> **EXERCISE TASK**: Leaving out the pictures, transcribe all of the records faithfully.

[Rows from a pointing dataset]
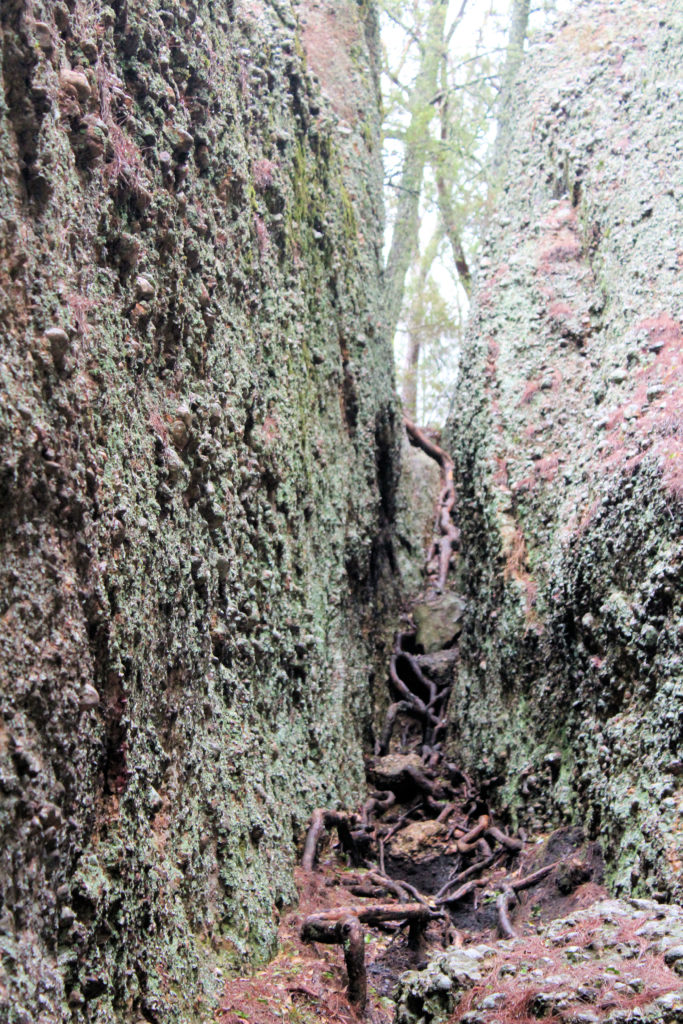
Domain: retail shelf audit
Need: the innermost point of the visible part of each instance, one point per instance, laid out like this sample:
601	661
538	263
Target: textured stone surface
198	475
567	435
608	964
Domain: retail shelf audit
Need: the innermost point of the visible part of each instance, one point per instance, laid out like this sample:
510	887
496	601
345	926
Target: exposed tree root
321	820
421	787
342	926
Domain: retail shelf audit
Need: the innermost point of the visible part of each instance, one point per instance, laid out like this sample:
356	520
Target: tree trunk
407	225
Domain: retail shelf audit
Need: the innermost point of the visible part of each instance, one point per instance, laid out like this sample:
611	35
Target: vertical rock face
568	440
198	468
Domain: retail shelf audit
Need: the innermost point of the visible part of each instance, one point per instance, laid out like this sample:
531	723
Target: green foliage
437	145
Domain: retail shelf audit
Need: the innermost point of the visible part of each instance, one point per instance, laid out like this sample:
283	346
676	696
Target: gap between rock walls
425	907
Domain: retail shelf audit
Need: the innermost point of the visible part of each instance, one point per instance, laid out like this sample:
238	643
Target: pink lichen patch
494	350
657	402
560	310
546	469
500	477
262	237
530	388
331	32
270	429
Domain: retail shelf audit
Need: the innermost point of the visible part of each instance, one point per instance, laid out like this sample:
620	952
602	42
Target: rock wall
567	434
198	475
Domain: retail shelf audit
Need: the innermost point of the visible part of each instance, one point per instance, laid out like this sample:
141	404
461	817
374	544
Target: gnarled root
322	819
342	926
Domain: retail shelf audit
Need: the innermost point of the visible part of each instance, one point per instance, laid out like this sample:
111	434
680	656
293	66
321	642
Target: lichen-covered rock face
567	436
198	472
614	962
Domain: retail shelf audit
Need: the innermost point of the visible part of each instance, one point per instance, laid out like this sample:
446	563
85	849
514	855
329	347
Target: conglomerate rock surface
198	469
567	436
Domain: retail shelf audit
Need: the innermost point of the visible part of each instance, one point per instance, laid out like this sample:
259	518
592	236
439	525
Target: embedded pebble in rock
144	288
77	81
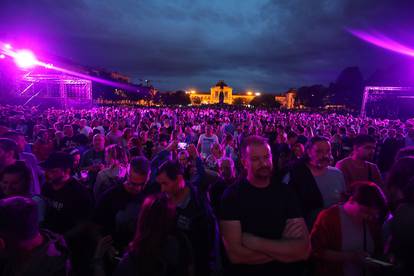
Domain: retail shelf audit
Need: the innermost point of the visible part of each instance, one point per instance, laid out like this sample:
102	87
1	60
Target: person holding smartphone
343	236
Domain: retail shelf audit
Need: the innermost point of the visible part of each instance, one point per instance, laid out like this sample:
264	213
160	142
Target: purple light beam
383	41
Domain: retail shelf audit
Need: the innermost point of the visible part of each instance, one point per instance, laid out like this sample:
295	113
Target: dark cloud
264	45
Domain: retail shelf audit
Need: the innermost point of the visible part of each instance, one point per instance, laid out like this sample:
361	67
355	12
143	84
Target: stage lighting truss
61	87
375	93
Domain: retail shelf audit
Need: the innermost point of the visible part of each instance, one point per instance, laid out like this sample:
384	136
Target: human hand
172	146
250	241
294	230
192	151
105	247
358	257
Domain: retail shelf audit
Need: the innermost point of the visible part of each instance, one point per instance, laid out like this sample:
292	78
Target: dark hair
311	142
18	219
8	145
252	140
140	165
363	139
20	168
12	134
404	152
156	221
291	134
171	168
368	194
398	178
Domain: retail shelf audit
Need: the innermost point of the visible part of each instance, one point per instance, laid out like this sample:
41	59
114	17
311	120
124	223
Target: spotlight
25	59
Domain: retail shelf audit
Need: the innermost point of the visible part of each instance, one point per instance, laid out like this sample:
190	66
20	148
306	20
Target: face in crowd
366	151
99	142
258	161
320	154
56	176
170	186
136	181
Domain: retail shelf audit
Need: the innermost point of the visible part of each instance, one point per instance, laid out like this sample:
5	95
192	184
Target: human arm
238	253
293	246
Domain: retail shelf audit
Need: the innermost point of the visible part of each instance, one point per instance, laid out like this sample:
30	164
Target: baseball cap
60	159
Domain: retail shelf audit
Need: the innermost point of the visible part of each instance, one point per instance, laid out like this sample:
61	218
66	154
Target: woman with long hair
116	166
343	236
157	249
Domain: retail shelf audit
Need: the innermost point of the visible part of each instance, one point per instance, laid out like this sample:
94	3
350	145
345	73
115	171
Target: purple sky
267	46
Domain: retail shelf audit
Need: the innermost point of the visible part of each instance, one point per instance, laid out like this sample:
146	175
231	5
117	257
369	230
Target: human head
209	130
156	220
183	158
366	201
226	168
298	150
404	152
216	150
114	126
98	142
76	156
397	180
68	130
9	152
14	231
16	180
116	155
58	167
171	178
257	158
318	152
83	123
18	138
364	147
292	138
138	174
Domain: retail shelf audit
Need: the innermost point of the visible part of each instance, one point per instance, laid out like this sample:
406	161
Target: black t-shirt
262	212
117	211
66	207
196	220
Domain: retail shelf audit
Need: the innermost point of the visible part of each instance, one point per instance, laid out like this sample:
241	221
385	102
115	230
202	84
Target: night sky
262	45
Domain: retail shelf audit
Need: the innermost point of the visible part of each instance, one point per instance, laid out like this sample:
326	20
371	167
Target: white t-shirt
206	143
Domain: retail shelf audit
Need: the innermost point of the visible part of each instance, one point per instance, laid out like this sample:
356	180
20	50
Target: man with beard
316	184
117	209
194	216
94	159
357	167
24	249
261	225
67	201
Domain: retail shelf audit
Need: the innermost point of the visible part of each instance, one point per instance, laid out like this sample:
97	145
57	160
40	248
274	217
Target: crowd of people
204	191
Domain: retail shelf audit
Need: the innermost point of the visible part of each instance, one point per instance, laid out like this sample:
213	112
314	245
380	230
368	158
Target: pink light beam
25	59
383	41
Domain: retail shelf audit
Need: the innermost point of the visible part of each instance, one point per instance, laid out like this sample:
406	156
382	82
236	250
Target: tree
313	96
176	98
348	88
238	101
265	100
197	100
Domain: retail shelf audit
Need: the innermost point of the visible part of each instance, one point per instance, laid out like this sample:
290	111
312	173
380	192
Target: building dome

> **SOLUTION**:
Domain: retail shelf audit
Need: the innermost point of the visible part of each instance, one point per instance, laid out like this sample:
601	661
538	263
Target: textured stone surface
198	475
567	435
608	964
Domain: retail shelf audit
Need: the innermost point of the visible part of each instance, one point per instance, laid out like this sample:
510	887
496	601
345	926
Target: exposed tree root
321	820
421	787
342	926
Domain: retail shelf audit
Need: the innermost point of the visible part of each instance, one point per instance, laid out like this sample:
356	520
Target: tree trunk
407	225
Domain: retail shelf audit
Need: the innermost point of the visible part of each instance, one point per instance, laid out like this sample:
611	35
Target: vertical rock face
568	440
198	468
Domain: retail shelf audit
Need: the innermost point of the visible part of each instance, one point per instance, laid out like this sample:
531	723
Target: green foliage
437	145
Domain: retail shelf audit
Need: the innermost point of the visible part of each instance, one point per instance, laid out like this sample:
283	346
676	696
Target: gap between rock walls
425	907
Domain: retail shelf audit
Need: the innermost point of the visible part of each instance, one point per instance, laid out like this sample:
238	643
Target: pink lichen patch
494	350
657	402
560	310
546	469
500	477
262	237
530	388
331	32
270	429
Domain: retail shelf audit
Need: the innermost point of the visible part of each instance, one point per instance, laid out like this sample:
620	952
602	42
Target: rock wall
567	434
198	475
Domain: retail shelf audit
Need: the innermost point of the visible part of each instance, one point per instance, laid out like this sample:
141	404
461	817
374	544
Target: gnarled root
322	819
342	926
Domain: retail shelf audit
Need: the innermost point of the visible part of each instance, one point per instance, laid out like this sample:
111	434
680	656
293	66
321	642
Target: lichen-covered rock face
567	436
198	472
614	962
Domain: retail shelf audit
Need: the innermost point of the visible part of each instance, one point per instance, laid out like this sample:
446	563
85	849
514	855
329	347
Target: conglomerate rock surface
198	469
567	436
Domain: retail shelf audit
Need: the innermost point of the visible part of each instance, one point per instance, laid out like this sample:
259	518
592	236
439	525
Target: embedded pebble in rock
144	288
77	81
Domain: retail shelf audit
Need: the innermost point of the visible part of each instance, one point per instance, laid out like this sample:
102	87
1	60
Target: person holding smartphone
343	236
Domain: retail shelf audit
Need: the innermost point of the visible part of each instance, one point per instance, laid out like this sample:
264	213
160	142
Target: purple light beam
383	41
Domain: retail shelf audit
Need: the innermost point of the visible part of each instance, one point per instance, laid out like this sample:
295	113
Target: dark cloud
264	45
Domain: retail shelf audit
Need: the innermost point of the visible part of each instance, one point per instance, laid out like this sample:
361	67
355	12
143	84
Target: stage lighting truss
61	87
375	93
Domain: retail shelf audit
Need: the innermost point of the visible part of each instance, one point per instance, laid out like this sample:
384	136
Target: human hand
172	146
250	241
294	230
192	151
105	247
358	257
Domain: retail shelf audit
Need: the innermost point of the visible part of each instance, one point per instance, laid out like this sample:
292	78
Target: dark hair
311	142
18	219
8	145
252	140
140	165
363	139
20	168
12	134
404	152
156	221
291	134
171	168
368	194
398	178
Domain: retail shelf audit
Need: the innermost point of the visible part of each instance, one point per instance, laid out like this sample:
41	59
114	17
311	120
124	223
Target: spotlight
25	59
Domain: retail shelf audit
Need: the innermost point of the visible part of each instance, one point per instance, laid out like this sample:
190	66
20	148
306	20
Target: face in crowd
366	151
99	142
258	161
320	154
56	176
170	186
136	181
Domain: retail shelf audit
Need: the innermost point of the visible part of each instance, one point per instance, laid out like this sample:
5	95
192	184
Target: human arm
238	253
293	246
Domain: retail shelf audit
Need: the innermost point of the visible part of each instance, one point per instance, laid out like this sample:
30	164
Target: baseball cap
60	159
Domain: retail shelf audit
Need: the innermost point of the visible part of each instance, one point per instance, laid out like this sample:
61	218
66	154
Target: woman with long hair
116	166
343	236
157	249
Domain: retail shelf audit
Need: the innermost point of the visible part of each instance, one point per instance, laid out like this sample:
94	3
350	145
345	73
115	171
Target: purple sky
267	46
Domain: retail shelf audit
Need: the innermost point of the visible part of each instance, one point per instance, laid out like this sample:
146	175
231	5
117	257
369	230
Target: human head
209	130
156	220
183	158
366	201
226	168
298	150
404	152
216	150
114	126
98	142
76	156
397	180
68	130
9	152
14	231
16	180
116	155
58	167
171	178
257	158
318	152
83	123
18	138
364	147
292	138
138	174
Domain: retail shelf audit
Need: the innermost point of the visible part of each instance, one point per instance, laid out like this sample:
406	161
Target: black t-shirt
262	212
117	211
66	207
196	220
Domain: retail shelf audit
Need: the innermost point of the visible part of each instance, one point per instance, laid out like this sample:
241	221
385	102
115	230
202	84
Target: night sky
262	45
Domain: retail shelf audit
Need: the innermost point of the visible part of each instance, one point per instance, laid out like this sample:
326	20
371	167
Target: white t-shirt
206	143
Domain: retail shelf audit
Need: the innermost point of the visible part of each instance, one point per instance, laid out like this sample:
356	180
20	50
Target: man with beard
316	184
117	209
194	216
94	159
357	167
24	249
261	225
67	201
Domain: retail shelf audit
Need: the innermost point of the visible part of each instance, one point per instance, laid out like this sample:
97	145
57	160
40	248
274	217
Target: crowd of people
204	191
Domain: retail shelf audit
Need: the innermost point of the visible part of each instance, one point per instance, laid out like this sample:
213	112
314	245
380	230
368	158
Target: pink light beam
25	59
383	41
Domain: retail shelf audit
Need: the innermost point of the visible part of each instance, one point per instance, laid out like this sample:
406	156
382	82
236	250
Target: tree
313	96
176	98
348	88
238	101
265	100
197	100
Domain: retail shelf audit
Need: the innermost point of the visible part of each instance, one point per instance, laid out like this sample:
290	111
312	173
380	192
Target: building dome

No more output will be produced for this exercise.